1) Spermatogenesis and the origin of new genes in Drosophila and in other species


To date, research on gametogenesis have focused primarily on self-study of fertility-related genes. However, genetic and evolutionary approach can be applied to gametogenesis process as a whole for understanding of evolutionary processes that take effect at the origin of the new genes and their role in the development process. The spermatogenesis generates a cell type, sperm, which has joint function in different organisms – the fertilization of the ovum. If the origin of new genes is directly related to adaptation and sperm functionality, new genes expressed in spermatogenesis must provide adaptive advantages as fertility, mobility, form and function of the male gametes. However, spermatogenesis is also a development system in which a series of DNA compaction and gene expression changes occur. Such processes may also influence in terms mutational the origin of new genes. Thus, the analysis of gene expression during spermatogenesis is presented as an ideal system to study and understand what are the evolutionary processes, whether or selective mutational who are directly involved in the origin and evolution of new genes.

2) Meiotic Sex Chromosome Inactivation in Drosophila


In several different taxa, there is indubitable evidence of transcriptional silencing of the X and Y chromosomes in male meiotic cells of spermatogenesis. However, the so called meiotic sex chromosome inactivation (MSCI) has been recently a hot bed for debate in Drosophila melanogaster. There are cytological and genetic observations, data from transgenic constructs with testis-specific promoters, global expression profiles obtained from mutant, wild-type, larvae and adult testes as well as from cells of different stages of spermatogenesis. There is no dispute on that D. melanogaster spermatogenesis presents a down-regulation of X chromosome that does not result from the lack of dosage compensation. However, the issue is currently focused on the level of reduction of X-linked expression, the precise time it occurs and how many genes are affected. The deep examination of data and experiments exposes the limitations intrinsic to the methods of studying MSCI in D. melanogaster. The current methods do not allow us to affirm anything else than the X chromosome down-regulation in meiosis (MSCI). Therefore,  our group is implementing new approaches to investigate in detailed the process of MSCI for D. melanogaster model.

3) The genomic environment impact in non-coding RNA evolution


Genes are not randomly distributed throughout  genomes. They are usually settled on particular contexts that provide the right environment to make them properly regulated in certain biological conditions and tissues. We use genomic context information, integrated with several gene features, to study how it does relate to evolutionary and functional properties of recently emerged and conserved non-coding RNAs.

_ _ _ _ _ _ _

**Exercise instructions**.
1. Can you repeat the research overview word for word, from "Genes are not" up to and including "conserved non-coding RNAs."?
2. In the research overview, what does the abbreviation MSCI stand for?

**Input data**.
_ _ _ _ _ _ _

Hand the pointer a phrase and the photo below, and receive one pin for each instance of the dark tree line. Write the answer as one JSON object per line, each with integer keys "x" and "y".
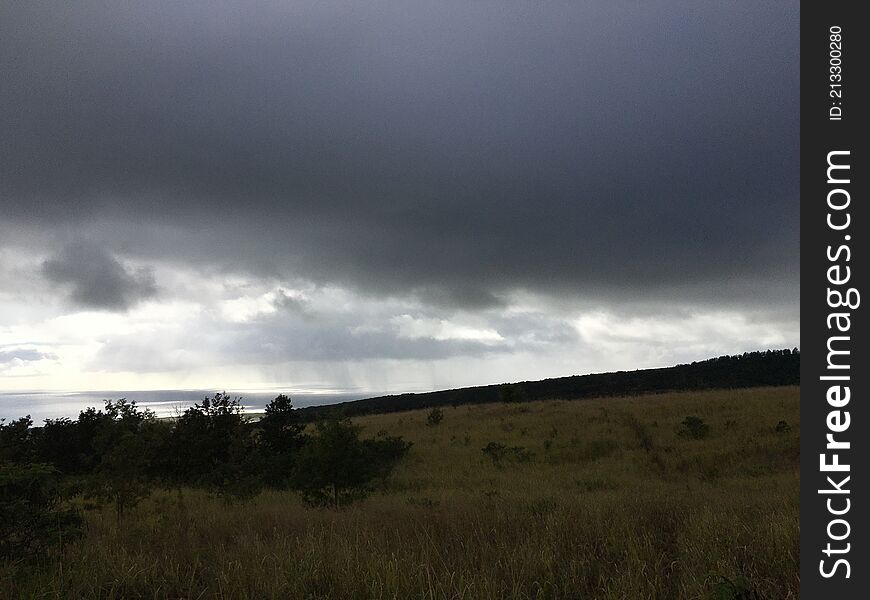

_ _ _ _ _ _ _

**Answers for this exercise**.
1.
Genes are not randomly distributed throughout  genomes. They are usually settled on particular contexts that provide the right environment to make them properly regulated in certain biological conditions and tissues. We use genomic context information, integrated with several gene features, to study how it does relate to evolutionary and functional properties of recently emerged and conserved non-coding RNAs.

2. Meiotic sex chromosome inactivation.